▶ **ARTICLE**
I would think that if registration is considered punishment for a juvenile it would also be punishment for an adult offender as well age wouldn’t be the deciding factor.
If it truly is punishment, then it shouldn’t be applied retroactively.
This case decision needs to get to Millard’s team to be included in this third and final (possibly) extension. Age is not a factor when it comes to a basic concept such as this. It started with adults and filtered down to minors, not vice versa. Therefore, as many people here have said and which I agree with, what is really the magic about a date where one turns 18 to be an adult and things don’t magically change within society, etc? The effects are still there, especially with WWW abound, regardless.
As I’ve said before, punishment is a yes/no proposition, and must precede any Cruel & Unusual process. Only after something is deemed punishment does the C&U analysis for juveniles enter the equation. This is a nice step ahead. Once again, it seems change has to occur in State Courts of Last Resort, and SCOTUS is left to play catch up.
@TS, I don’t think there is much there to help in Millard, specifically. The opinion is carefully crafted so that age is a distinguishing factor.
The opinion closely follows Smith v Doe in applying the Mendoza-Martinez factors, quoting from Smith and from McKune here and there, and accepting without questioning Smith’s “frightening and high” rates of recidivism as applied to adults, but says that it has been proven to be untrue for juveniles.
It finds in the balance of factors that registration is punitive for juveniles based on distinctions such as “the demonstrated low juvenile recidivism rate”, claiming that juvenile sex offenders are statistically less prone than adult sex offenders to reoffend. (One of the dissents contests this.) It cites studies showing that juveniles have “diminished culpability” and “greater capacity for rehabilitation” compared to adult sex offenders.
As one example, it cites Robert E. Shepherd Jr., Advocating for the Juvenile Sex Offender, Part 1, 21 Crim. Just. 53, 54 (2006) (“Adolescent sex offenders are far less predatory, are less likely to engage in serious or aggressive behaviors, are far more amenable to successful treatment, are more readily treated and supervised within the community, and have significantly lower recidivism rates.”).

▶ **TASK PROMPT**
Could you pick up the discussion of sex offender registration for juveniles and carry it on from its last sentence?

▶ **ROWS**
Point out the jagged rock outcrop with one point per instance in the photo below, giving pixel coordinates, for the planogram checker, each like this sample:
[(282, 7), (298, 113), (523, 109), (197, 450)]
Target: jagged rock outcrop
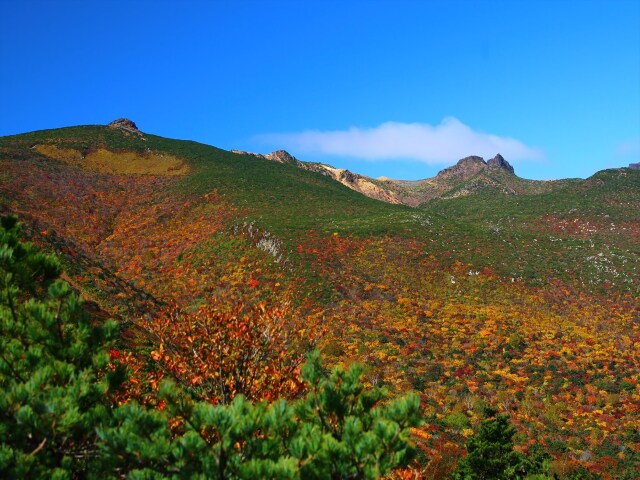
[(354, 181), (125, 124), (499, 162), (281, 156), (465, 168), (471, 166)]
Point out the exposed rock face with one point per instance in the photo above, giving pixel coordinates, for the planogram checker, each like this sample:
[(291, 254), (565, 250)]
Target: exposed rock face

▶ **EXPECTED OUTPUT**
It refers to the “… mass dissemination of offender records that are historically kept confidential to promote the juvenile’s potential for rehabilitation” as a factor that makes registration punitive for juveniles, but not for adults.
There is a lot more. I’ve only read through part of the opinion and barely skimmed the dissents. But at every opportunity, the opinion draws distinctions between juveniles and adults in terms of how registration affects the offender, and in terms of the offenders capacity for rehabilitation, and in terms of relative recidivism rates, all based on age, in order to exclude any of it from applying to adults.
There are two different written dissents concurring in part, dissenting in part. One says “I do not agree that registration which is nonpunitive for adults becomes punitive when applied in a more lenient way to juveniles.”. That is what many of us have pointed out, but the judge who wrote that would not have found registration to be punitive for juveniles, either.
Anyway, I suggest you take the time to read the opinion and the dissents. There may be something in there that can help the fight, but the majority opinion mostly agrees with Smith v Doe, only departing from it when making a case that juveniles are different from adults. Maybe more will come to light as I read through the opinion, but I’m not seeing it yet.
Hmmm….🤔 IA judge describes the registry as punishment. But Colorado judge says it’s not punishment:
https://all4consolaws.org/2018/06/co-judge-tells-man-arrested-in-aspen-that-sex-offender-registry-is-not-punishment/
Let’s just default to this: IT IS PUNISHMENTS !!! 😡
So if i commit a sex crime when I am 17 years, 364 days old, I would be less likely to re-offend than if I had committed the crime the next day on my 18th birthday?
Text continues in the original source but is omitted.